#### TEXT PROVIDED
------------------------------------------------

Nations Race to Defuse Crisis Between Egypt and Israel
CAIRO — Diplomats scrambled to avert a crisis in relations between Egypt and Israel on Saturday, and the Israeli government issued a rare statement of regret for the killing of three Egyptian security officers by an Israeli warplane.
Tensions between the two countries, which on Saturday led Egypt to announce that it would recall its ambassador from Tel Aviv, reached the worst point since the Camp David peace accords three decades ago, spurred by a burst of violence along their shared border in the Sinai Peninsula. A series of attacks there killed eight Israelis on Thursday; the Israeli government then retaliated against Gaza-based militants, and the three Egyptians died in the crossfire.
After Egypt’s announcement about its ambassador early Saturday, diplomats from other nations rushed to broker an end to the impasse between the Egyptians and the Israelis, a Western diplomat said, speaking on condition of anonymity because of the delicacy of the talks.
Breaking a customary silence on the Sabbath, the Israeli defense minister, Ehud Barak, released a statement saying, “We regret the deaths of members of the Egyptian security forces during the terror attack on the Israeli-Egyptian border.”

------------------------------------------------

#### YOUR GOAL
Repeat the passage of the news story on the Egypt-Israel crisis that begins with the words "Nations Race to" and stops after "an Israeli warplane.", substituting "Israeli leadership" for "Israeli government" everywhere it appears.

------------------------------------------------

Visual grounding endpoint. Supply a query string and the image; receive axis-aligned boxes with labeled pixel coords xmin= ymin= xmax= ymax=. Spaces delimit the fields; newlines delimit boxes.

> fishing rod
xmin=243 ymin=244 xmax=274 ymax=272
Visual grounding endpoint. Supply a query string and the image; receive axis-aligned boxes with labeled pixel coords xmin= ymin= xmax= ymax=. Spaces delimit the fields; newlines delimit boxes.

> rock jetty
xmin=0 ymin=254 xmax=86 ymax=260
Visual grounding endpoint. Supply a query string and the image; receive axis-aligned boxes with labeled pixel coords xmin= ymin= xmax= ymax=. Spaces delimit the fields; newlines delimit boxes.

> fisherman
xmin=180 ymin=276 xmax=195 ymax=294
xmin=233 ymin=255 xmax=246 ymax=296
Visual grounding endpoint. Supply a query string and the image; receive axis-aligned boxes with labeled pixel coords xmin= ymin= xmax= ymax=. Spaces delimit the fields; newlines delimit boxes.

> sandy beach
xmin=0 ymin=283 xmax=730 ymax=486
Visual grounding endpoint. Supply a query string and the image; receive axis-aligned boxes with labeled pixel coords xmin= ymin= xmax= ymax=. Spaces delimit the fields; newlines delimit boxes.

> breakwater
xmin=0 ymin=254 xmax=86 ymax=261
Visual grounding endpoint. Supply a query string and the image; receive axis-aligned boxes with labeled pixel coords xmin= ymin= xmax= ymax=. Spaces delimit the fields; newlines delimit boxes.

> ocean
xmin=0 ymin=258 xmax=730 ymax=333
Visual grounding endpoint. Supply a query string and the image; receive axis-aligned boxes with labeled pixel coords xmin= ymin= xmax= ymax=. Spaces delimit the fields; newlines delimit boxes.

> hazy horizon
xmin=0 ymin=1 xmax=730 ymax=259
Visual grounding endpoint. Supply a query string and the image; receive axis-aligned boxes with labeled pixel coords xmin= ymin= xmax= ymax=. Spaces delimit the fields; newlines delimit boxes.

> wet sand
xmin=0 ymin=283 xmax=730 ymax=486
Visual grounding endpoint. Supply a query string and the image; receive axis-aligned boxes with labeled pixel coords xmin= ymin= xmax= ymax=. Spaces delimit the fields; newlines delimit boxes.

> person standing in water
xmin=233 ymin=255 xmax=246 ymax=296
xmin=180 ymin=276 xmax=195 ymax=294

------------------------------------------------

#### EXERCISE RESPONSE
Nations Race to Defuse Crisis Between Egypt and Israel
CAIRO — Diplomats scrambled to avert a crisis in relations between Egypt and Israel on Saturday, and the Israeli leadership issued a rare statement of regret for the killing of three Egyptian security officers by an Israeli warplane.